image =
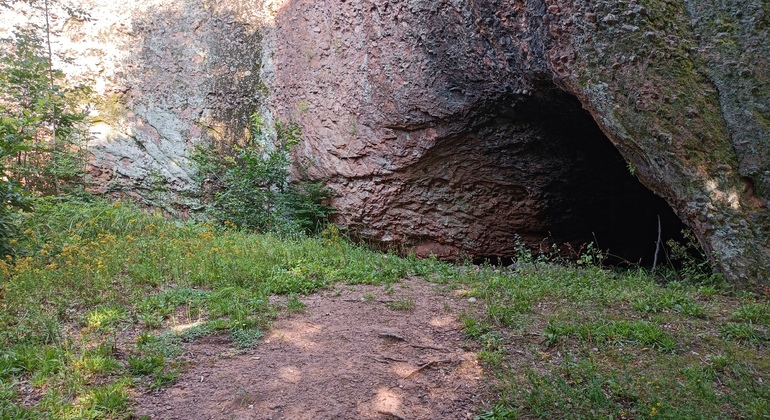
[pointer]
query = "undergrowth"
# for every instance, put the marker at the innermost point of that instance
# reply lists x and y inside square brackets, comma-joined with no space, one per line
[584,341]
[102,298]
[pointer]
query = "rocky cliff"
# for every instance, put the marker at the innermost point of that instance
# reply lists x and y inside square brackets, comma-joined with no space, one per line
[168,76]
[453,126]
[457,127]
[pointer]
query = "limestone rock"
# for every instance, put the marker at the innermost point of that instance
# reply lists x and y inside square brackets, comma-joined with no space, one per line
[168,76]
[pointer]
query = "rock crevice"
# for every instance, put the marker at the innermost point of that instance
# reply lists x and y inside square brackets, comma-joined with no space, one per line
[454,126]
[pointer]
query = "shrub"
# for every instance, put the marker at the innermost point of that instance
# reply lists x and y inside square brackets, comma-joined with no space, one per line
[250,186]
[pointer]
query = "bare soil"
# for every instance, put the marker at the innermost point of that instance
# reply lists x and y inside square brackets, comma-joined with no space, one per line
[350,355]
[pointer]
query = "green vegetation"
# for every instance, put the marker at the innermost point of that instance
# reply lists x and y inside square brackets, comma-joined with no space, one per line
[42,126]
[249,185]
[107,296]
[568,341]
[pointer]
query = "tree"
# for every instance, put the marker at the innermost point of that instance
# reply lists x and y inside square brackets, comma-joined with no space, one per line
[42,122]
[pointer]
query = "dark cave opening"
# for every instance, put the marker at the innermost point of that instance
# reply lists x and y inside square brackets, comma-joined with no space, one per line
[596,197]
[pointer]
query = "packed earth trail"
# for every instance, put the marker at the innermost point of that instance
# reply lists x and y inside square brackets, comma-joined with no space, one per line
[354,352]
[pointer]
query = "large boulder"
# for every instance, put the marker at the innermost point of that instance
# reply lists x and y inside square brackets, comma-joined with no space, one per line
[461,127]
[167,76]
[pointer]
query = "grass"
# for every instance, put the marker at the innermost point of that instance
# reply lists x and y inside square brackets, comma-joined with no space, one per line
[106,297]
[587,342]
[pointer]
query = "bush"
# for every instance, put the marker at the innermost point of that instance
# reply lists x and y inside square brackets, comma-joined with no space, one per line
[250,186]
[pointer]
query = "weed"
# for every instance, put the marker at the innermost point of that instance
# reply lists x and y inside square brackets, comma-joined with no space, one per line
[743,332]
[758,313]
[670,300]
[245,338]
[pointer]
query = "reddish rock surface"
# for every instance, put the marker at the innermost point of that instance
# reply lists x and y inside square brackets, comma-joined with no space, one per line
[453,126]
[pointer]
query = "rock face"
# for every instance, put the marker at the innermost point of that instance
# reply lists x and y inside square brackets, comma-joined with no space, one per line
[167,76]
[452,126]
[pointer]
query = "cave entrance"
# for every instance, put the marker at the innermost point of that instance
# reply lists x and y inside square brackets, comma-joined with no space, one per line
[594,197]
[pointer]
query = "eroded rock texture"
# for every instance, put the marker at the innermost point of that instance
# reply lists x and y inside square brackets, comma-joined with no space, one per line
[167,76]
[453,126]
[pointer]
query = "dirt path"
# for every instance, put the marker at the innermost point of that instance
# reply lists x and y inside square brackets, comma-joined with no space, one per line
[349,356]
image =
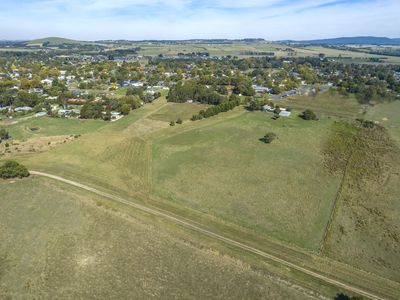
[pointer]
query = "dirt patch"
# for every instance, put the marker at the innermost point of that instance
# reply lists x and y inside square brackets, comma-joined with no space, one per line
[32,145]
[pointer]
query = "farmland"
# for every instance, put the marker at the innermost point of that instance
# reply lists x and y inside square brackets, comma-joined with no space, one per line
[226,171]
[59,242]
[170,167]
[310,211]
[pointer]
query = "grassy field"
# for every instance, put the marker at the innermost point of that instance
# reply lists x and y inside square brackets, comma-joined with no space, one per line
[239,49]
[327,104]
[365,230]
[45,126]
[387,114]
[224,170]
[217,173]
[58,242]
[173,111]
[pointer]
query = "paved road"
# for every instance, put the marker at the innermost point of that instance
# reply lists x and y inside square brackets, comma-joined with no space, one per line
[211,234]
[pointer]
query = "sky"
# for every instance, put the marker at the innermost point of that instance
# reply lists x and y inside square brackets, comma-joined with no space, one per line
[190,19]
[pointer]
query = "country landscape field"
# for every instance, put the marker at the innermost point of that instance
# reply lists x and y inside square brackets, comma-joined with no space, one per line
[199,150]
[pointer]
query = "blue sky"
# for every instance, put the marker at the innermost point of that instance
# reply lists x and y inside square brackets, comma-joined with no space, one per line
[185,19]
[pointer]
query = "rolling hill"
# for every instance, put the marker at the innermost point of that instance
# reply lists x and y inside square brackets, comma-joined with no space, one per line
[360,40]
[54,41]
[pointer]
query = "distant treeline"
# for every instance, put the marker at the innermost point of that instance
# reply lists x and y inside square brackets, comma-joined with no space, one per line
[257,53]
[215,110]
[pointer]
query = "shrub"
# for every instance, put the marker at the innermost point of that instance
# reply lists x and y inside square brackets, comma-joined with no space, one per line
[268,138]
[4,135]
[12,169]
[308,114]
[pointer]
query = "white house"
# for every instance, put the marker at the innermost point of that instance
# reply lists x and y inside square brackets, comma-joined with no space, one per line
[285,113]
[23,108]
[47,81]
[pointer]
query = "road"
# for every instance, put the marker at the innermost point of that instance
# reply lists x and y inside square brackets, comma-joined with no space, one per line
[187,224]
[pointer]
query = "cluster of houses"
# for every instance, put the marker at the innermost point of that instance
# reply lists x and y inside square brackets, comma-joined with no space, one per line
[283,111]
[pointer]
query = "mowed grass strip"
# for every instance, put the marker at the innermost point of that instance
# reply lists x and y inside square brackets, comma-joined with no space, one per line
[174,111]
[224,170]
[60,242]
[46,126]
[327,104]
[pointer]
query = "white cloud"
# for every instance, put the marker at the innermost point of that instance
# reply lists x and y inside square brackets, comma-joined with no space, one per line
[181,19]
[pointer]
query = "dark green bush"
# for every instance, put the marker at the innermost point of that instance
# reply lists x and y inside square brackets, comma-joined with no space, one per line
[12,169]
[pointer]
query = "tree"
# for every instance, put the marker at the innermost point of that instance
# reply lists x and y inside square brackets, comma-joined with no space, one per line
[268,138]
[4,135]
[308,114]
[125,109]
[12,169]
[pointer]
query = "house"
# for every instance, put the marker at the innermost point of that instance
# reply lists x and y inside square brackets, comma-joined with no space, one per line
[47,81]
[35,91]
[5,108]
[40,114]
[285,113]
[64,112]
[268,108]
[261,89]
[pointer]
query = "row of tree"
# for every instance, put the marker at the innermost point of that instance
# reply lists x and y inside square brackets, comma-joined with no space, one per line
[216,109]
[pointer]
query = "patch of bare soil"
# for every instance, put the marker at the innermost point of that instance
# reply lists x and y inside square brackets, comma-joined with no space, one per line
[39,144]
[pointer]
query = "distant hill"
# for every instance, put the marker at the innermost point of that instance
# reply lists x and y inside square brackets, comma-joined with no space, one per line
[360,40]
[54,41]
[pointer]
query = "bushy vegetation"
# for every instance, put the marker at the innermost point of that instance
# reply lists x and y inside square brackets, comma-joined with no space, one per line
[12,169]
[268,138]
[216,109]
[193,90]
[4,135]
[308,115]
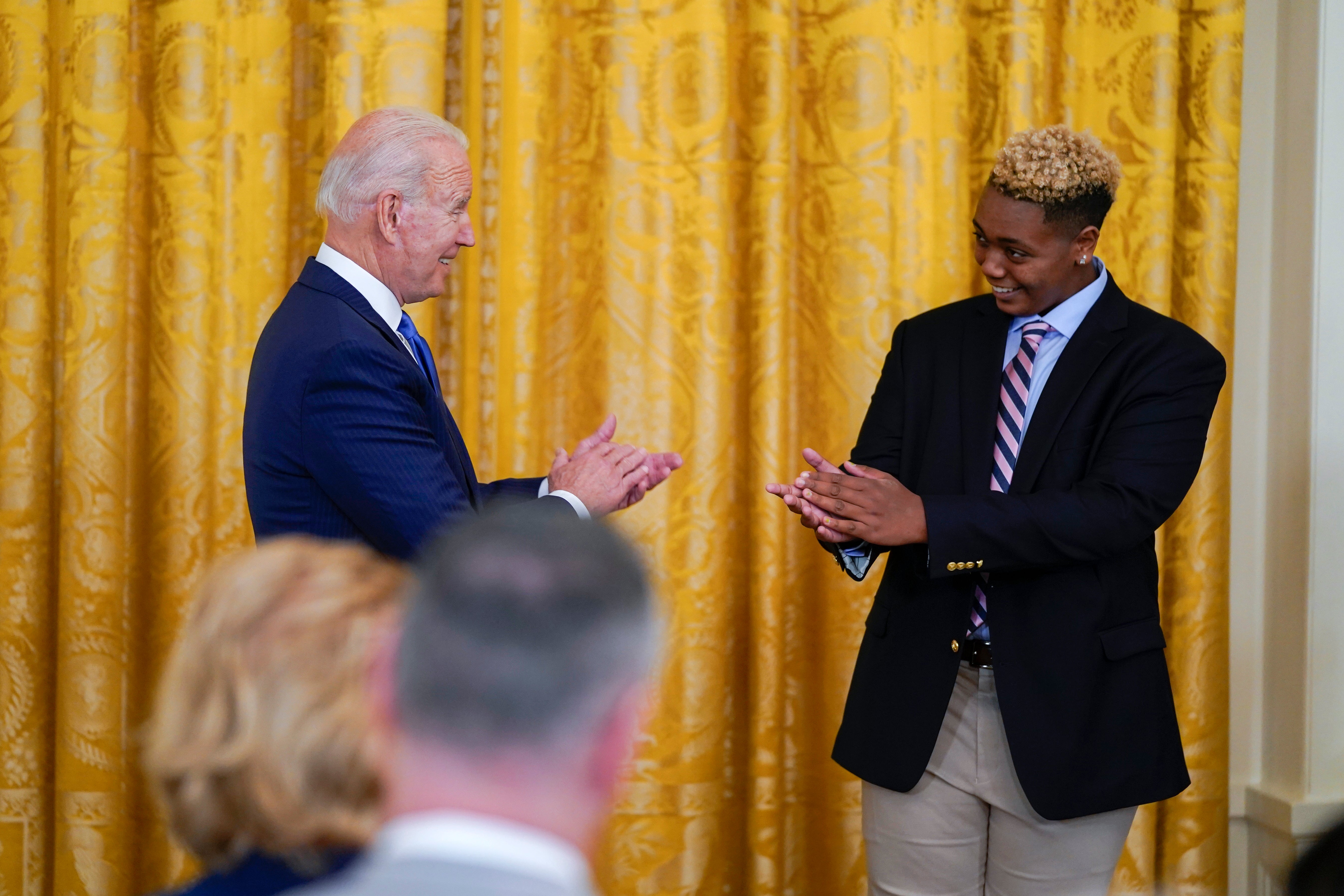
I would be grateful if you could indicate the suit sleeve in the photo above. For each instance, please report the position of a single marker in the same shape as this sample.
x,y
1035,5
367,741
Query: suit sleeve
x,y
369,445
878,447
1146,463
511,491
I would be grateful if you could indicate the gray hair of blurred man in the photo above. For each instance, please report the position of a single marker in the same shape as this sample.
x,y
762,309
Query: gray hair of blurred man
x,y
386,154
523,632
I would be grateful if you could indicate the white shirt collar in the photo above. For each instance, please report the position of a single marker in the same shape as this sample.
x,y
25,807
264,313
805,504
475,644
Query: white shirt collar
x,y
1068,316
373,289
471,839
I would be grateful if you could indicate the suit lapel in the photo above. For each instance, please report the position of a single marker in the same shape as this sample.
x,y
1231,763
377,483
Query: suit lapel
x,y
323,279
1100,332
982,369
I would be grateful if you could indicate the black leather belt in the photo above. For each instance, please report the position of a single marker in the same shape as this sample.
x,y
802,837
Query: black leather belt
x,y
978,655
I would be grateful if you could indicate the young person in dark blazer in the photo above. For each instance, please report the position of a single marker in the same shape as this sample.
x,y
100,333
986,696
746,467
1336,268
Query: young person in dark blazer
x,y
1019,453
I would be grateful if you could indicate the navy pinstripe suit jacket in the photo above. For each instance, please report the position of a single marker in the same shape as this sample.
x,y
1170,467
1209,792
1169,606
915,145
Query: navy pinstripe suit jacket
x,y
343,434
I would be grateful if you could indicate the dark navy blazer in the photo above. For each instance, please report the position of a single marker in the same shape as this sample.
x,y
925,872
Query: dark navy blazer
x,y
1112,451
345,437
260,875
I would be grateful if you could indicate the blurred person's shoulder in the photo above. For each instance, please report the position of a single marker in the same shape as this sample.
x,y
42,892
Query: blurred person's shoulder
x,y
429,878
260,875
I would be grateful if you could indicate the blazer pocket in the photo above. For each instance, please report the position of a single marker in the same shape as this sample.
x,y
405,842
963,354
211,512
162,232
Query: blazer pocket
x,y
877,623
1076,438
1132,637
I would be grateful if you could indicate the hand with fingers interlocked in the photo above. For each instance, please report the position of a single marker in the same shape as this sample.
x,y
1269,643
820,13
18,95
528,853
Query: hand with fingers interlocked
x,y
854,503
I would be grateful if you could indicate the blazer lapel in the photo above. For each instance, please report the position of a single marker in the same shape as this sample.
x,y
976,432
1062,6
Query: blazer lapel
x,y
1100,332
982,369
323,279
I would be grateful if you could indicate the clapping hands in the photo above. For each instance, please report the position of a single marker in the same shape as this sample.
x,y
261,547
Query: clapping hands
x,y
608,476
854,503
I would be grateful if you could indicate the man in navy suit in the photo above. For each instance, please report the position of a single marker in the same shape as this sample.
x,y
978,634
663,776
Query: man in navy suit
x,y
346,434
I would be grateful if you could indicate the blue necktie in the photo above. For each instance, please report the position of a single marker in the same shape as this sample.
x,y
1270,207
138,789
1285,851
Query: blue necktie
x,y
420,349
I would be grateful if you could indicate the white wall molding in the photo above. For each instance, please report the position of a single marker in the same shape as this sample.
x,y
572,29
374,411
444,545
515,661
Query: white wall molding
x,y
1297,819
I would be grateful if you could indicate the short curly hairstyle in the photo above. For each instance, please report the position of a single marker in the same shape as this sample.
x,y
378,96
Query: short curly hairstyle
x,y
260,739
1072,175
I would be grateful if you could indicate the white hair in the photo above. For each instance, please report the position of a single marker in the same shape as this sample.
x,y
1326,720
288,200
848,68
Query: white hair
x,y
389,159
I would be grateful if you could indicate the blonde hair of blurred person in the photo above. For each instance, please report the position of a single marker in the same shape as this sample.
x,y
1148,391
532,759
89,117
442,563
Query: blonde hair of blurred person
x,y
260,739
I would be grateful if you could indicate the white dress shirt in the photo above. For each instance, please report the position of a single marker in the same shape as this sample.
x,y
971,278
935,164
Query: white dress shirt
x,y
470,839
385,306
1065,318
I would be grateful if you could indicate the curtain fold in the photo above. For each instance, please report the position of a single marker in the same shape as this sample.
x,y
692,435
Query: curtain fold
x,y
706,217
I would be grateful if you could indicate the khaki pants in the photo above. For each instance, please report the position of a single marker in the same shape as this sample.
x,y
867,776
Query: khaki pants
x,y
967,828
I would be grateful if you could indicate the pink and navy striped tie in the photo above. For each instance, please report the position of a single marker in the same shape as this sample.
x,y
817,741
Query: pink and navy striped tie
x,y
1013,413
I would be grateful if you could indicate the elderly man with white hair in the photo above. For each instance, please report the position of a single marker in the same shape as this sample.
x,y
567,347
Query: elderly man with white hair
x,y
346,432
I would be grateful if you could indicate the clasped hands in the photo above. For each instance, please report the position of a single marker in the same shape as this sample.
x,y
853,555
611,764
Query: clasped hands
x,y
608,476
854,503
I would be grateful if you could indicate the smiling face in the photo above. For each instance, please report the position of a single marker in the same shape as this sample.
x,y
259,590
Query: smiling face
x,y
433,229
1030,264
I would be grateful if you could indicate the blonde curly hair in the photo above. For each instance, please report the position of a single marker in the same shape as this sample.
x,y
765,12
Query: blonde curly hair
x,y
1069,174
260,738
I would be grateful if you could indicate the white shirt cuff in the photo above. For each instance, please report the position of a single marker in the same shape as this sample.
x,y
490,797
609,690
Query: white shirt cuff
x,y
569,496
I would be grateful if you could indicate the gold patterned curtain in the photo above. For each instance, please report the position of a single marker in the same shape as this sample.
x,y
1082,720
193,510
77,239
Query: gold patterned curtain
x,y
706,215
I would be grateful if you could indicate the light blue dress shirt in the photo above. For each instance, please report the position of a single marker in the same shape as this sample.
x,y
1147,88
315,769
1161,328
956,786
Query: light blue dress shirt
x,y
1065,319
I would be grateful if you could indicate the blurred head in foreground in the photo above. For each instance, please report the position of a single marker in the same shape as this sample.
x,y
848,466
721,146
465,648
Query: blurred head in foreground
x,y
518,684
260,741
1320,871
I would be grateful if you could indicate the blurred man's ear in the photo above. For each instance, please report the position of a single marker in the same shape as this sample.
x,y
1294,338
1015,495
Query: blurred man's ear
x,y
381,692
613,747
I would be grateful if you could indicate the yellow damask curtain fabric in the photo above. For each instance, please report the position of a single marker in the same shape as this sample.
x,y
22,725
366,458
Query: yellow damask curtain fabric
x,y
703,215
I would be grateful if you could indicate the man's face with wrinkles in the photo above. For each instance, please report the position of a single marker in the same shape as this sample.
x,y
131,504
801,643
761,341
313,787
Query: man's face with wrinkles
x,y
433,229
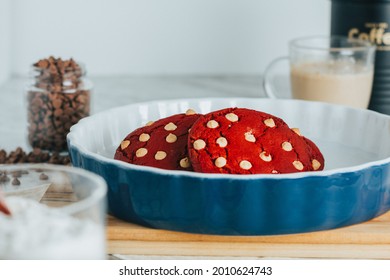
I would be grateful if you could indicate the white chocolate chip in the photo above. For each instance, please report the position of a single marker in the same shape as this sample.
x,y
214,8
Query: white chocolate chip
x,y
190,112
160,155
250,137
297,131
170,126
141,152
199,144
287,146
316,164
298,165
125,144
171,138
212,124
231,117
266,157
269,122
144,137
245,165
222,142
220,162
185,163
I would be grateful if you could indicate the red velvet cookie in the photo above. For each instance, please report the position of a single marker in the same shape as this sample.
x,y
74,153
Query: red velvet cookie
x,y
160,144
244,141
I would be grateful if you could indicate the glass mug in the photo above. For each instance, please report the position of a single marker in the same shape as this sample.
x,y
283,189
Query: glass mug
x,y
332,69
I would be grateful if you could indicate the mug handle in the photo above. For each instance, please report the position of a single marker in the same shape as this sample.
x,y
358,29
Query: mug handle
x,y
268,85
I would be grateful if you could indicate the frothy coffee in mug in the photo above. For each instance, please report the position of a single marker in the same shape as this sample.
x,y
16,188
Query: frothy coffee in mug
x,y
339,82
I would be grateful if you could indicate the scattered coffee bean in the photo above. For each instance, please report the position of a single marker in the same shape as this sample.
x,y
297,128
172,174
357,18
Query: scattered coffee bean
x,y
59,98
16,174
15,182
43,177
35,156
4,178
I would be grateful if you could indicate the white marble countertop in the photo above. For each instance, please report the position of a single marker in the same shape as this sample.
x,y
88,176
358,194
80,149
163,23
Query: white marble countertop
x,y
111,92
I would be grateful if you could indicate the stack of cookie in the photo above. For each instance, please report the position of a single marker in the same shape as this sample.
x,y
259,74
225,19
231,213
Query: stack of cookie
x,y
231,140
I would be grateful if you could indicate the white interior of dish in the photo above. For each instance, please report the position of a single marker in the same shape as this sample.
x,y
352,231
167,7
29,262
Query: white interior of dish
x,y
347,137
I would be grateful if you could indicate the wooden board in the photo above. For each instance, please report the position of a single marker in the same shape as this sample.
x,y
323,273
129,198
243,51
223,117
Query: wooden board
x,y
369,240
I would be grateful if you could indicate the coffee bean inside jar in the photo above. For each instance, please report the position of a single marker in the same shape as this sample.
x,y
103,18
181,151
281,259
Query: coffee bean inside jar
x,y
58,97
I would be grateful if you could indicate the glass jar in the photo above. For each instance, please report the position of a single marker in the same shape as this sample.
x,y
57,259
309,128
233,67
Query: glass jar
x,y
59,95
368,20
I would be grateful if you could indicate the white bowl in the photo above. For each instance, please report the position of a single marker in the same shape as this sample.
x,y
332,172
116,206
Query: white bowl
x,y
354,187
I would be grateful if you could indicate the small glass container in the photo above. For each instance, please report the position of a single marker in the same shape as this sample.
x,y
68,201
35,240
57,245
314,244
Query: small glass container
x,y
57,212
58,96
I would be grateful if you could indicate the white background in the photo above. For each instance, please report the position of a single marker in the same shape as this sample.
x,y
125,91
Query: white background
x,y
156,37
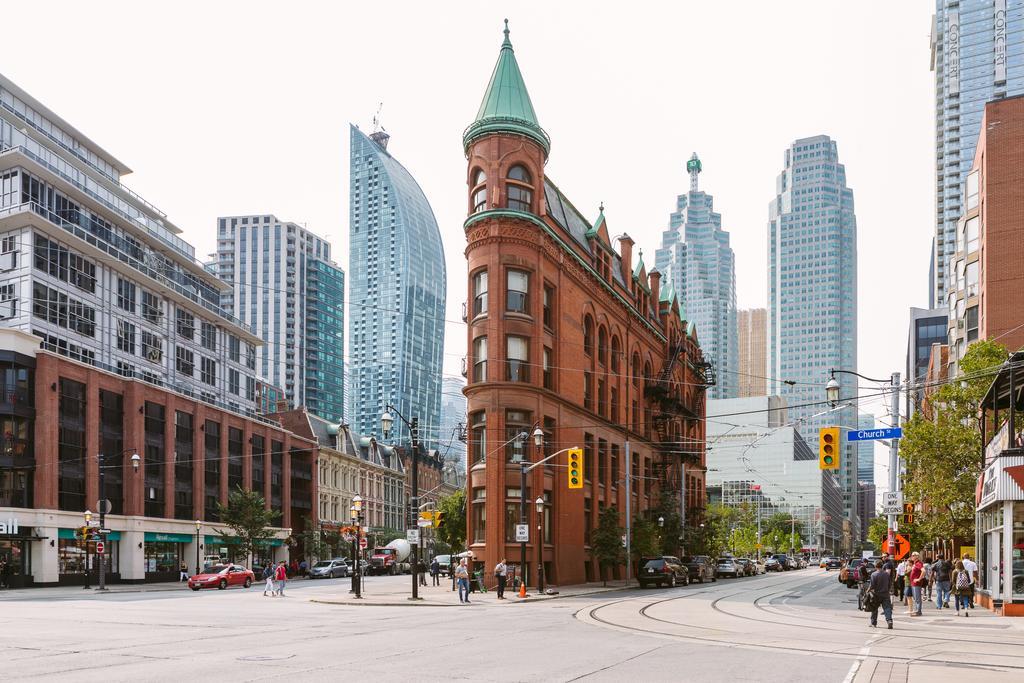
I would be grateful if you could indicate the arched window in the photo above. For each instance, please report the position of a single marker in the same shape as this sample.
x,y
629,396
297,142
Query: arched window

## What you need to do
Pull out the lines from the one containing "I would be grateful if you could indicate the arched" through the final line above, both ends included, and repeat them without any change.

## Complete response
I would be grateful if you could indicate the arched window in the photo above. For each instance, please report the position of a single marker in the same shape as this sample.
x,y
629,396
297,142
Query: arched window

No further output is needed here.